Records of point placement
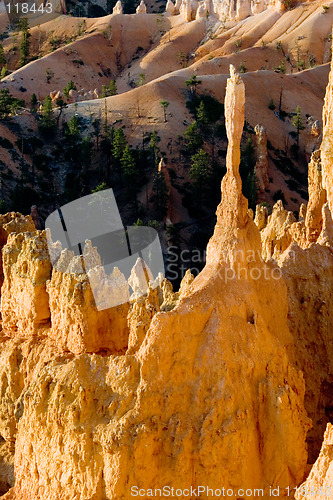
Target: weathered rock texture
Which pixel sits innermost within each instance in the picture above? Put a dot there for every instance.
(27, 267)
(320, 481)
(317, 199)
(326, 148)
(212, 385)
(261, 167)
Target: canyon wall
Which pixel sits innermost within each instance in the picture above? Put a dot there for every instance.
(211, 385)
(218, 384)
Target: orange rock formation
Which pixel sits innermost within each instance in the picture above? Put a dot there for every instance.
(212, 386)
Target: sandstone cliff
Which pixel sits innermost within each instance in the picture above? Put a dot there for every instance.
(214, 385)
(211, 385)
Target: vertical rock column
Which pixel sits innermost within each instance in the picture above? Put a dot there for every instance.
(234, 227)
(327, 143)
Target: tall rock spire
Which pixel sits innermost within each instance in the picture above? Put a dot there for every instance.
(327, 143)
(235, 232)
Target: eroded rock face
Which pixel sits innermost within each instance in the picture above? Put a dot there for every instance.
(118, 8)
(317, 199)
(141, 9)
(77, 325)
(320, 481)
(13, 223)
(27, 267)
(213, 381)
(281, 230)
(326, 148)
(261, 168)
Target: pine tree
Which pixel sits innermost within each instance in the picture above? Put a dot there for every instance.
(47, 121)
(61, 105)
(4, 72)
(153, 148)
(34, 103)
(193, 82)
(70, 86)
(199, 168)
(119, 143)
(73, 129)
(193, 139)
(164, 105)
(202, 116)
(109, 90)
(8, 103)
(128, 167)
(25, 41)
(3, 61)
(298, 123)
(160, 194)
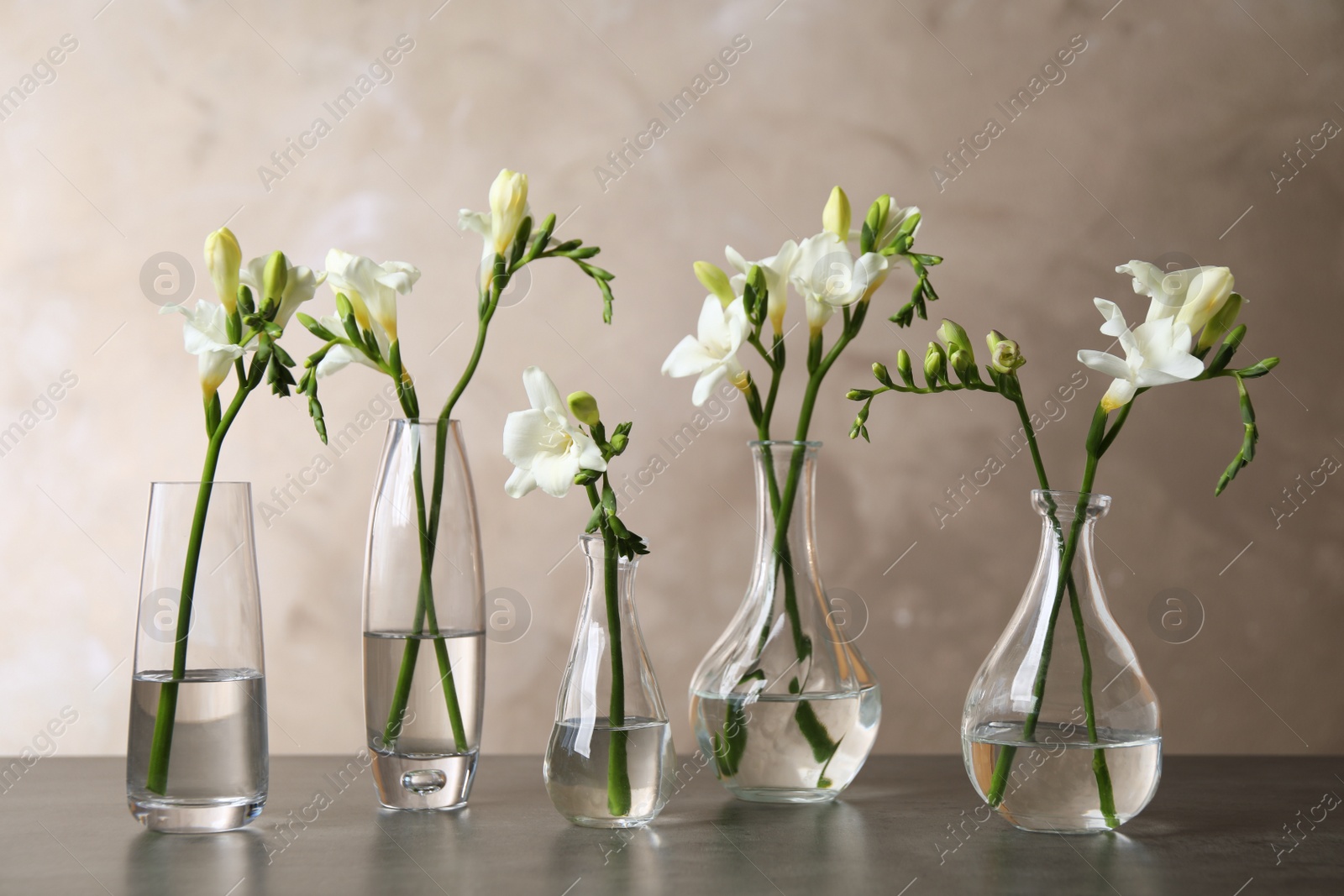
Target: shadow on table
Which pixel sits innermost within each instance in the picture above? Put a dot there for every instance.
(174, 864)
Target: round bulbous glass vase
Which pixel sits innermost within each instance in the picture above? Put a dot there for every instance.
(1061, 731)
(611, 759)
(423, 620)
(784, 703)
(197, 754)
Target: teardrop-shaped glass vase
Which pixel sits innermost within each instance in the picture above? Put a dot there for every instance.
(611, 750)
(423, 620)
(1061, 731)
(784, 701)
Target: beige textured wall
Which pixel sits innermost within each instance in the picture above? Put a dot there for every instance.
(1159, 140)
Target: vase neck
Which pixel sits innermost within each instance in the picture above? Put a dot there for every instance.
(595, 590)
(785, 474)
(1068, 528)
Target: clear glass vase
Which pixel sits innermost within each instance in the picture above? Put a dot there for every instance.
(423, 620)
(784, 701)
(1061, 731)
(197, 755)
(611, 755)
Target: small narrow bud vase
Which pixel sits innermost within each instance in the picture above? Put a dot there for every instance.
(784, 703)
(1061, 732)
(197, 757)
(611, 755)
(423, 620)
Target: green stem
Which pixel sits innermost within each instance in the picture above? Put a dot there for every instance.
(425, 611)
(617, 768)
(160, 748)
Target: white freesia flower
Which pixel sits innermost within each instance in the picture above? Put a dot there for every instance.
(1156, 354)
(776, 270)
(223, 258)
(712, 352)
(371, 288)
(499, 226)
(206, 336)
(546, 448)
(340, 355)
(300, 285)
(828, 277)
(1191, 296)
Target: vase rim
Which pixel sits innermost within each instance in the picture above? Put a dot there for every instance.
(784, 443)
(1068, 501)
(595, 546)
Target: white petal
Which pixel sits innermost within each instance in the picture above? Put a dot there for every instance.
(526, 436)
(1121, 392)
(589, 454)
(1104, 363)
(1115, 324)
(555, 473)
(542, 392)
(706, 385)
(711, 329)
(519, 483)
(689, 359)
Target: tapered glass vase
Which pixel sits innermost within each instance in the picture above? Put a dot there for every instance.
(784, 701)
(1061, 731)
(197, 757)
(611, 757)
(423, 620)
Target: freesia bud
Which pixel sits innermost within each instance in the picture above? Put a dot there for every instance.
(956, 338)
(835, 217)
(963, 364)
(273, 281)
(584, 407)
(936, 364)
(716, 281)
(905, 369)
(508, 208)
(1005, 356)
(223, 258)
(1207, 293)
(878, 211)
(1221, 322)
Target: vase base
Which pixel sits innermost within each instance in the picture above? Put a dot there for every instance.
(423, 782)
(784, 794)
(195, 817)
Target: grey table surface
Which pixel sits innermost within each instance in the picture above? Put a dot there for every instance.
(909, 825)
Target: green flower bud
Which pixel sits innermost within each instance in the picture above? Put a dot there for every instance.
(716, 281)
(1218, 325)
(584, 407)
(964, 364)
(1005, 358)
(835, 217)
(273, 281)
(956, 338)
(936, 364)
(904, 367)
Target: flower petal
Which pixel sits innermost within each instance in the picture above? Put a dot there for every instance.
(555, 473)
(689, 359)
(1104, 363)
(542, 392)
(526, 436)
(519, 484)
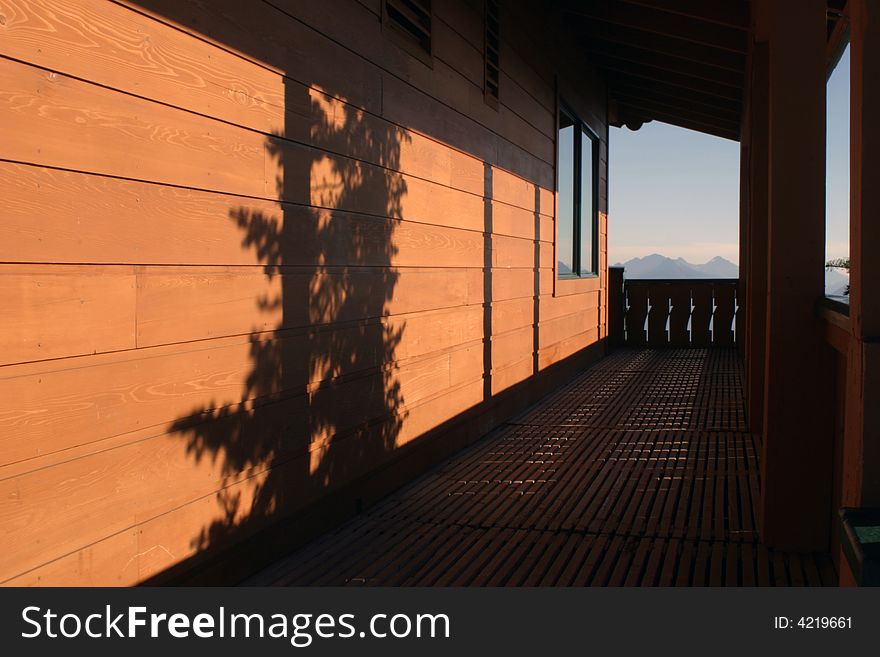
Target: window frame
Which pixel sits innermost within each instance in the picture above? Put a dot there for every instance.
(581, 129)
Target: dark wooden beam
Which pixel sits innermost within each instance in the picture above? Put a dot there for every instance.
(660, 22)
(633, 38)
(649, 89)
(731, 13)
(663, 62)
(633, 112)
(679, 108)
(668, 78)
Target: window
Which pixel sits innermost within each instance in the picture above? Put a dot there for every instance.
(837, 116)
(491, 49)
(576, 193)
(408, 22)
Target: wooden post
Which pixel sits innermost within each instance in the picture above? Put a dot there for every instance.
(615, 306)
(798, 434)
(861, 456)
(756, 262)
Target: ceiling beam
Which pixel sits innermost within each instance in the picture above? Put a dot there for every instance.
(665, 62)
(654, 90)
(731, 13)
(660, 22)
(718, 117)
(668, 78)
(637, 113)
(632, 38)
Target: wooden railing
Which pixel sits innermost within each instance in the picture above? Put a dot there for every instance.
(676, 313)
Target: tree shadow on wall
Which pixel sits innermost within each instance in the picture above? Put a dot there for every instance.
(321, 402)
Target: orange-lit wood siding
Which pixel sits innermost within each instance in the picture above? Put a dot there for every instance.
(245, 267)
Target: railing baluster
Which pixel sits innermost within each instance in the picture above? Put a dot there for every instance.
(682, 313)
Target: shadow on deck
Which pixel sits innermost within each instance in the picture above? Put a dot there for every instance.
(640, 472)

▶ _Required work_:
Rescale the lines between the line containing "Target: vase neck" and the line containing "(1191, 296)", inclusive. Reproduce every one of these lines, changing only the point coordinates in the answers: multiply each coordinate by 1.45 and round it to a whole number, rounding halves up.

▶ _Solved problem_:
Target: vase neck
Which pixel sits innermost within each instance in the picture above? Put a dot there for every instance.
(863, 856)
(1138, 687)
(1549, 766)
Target: clear glass vase
Which pixel sits innermost within each instance in the picture above? Put a dot there for every instance.
(613, 899)
(1137, 1016)
(1538, 1060)
(286, 1095)
(886, 1095)
Target: small narrow bud vase
Which pixel sits innermost within each instance in the picture above? Put a dot there for every instance.
(1137, 1019)
(1538, 1061)
(286, 1098)
(886, 1095)
(613, 899)
Target: green stem
Which pixel sits innermost within each instance in the picture above? Put a dot there for every instance.
(616, 886)
(895, 1114)
(232, 1085)
Target: white freesia flower
Which pixel sits innermost within each instance in the picture above? Put a dot there for every instance.
(1676, 513)
(1125, 392)
(323, 374)
(1032, 510)
(538, 418)
(724, 328)
(299, 487)
(792, 650)
(493, 515)
(435, 413)
(1201, 402)
(1727, 429)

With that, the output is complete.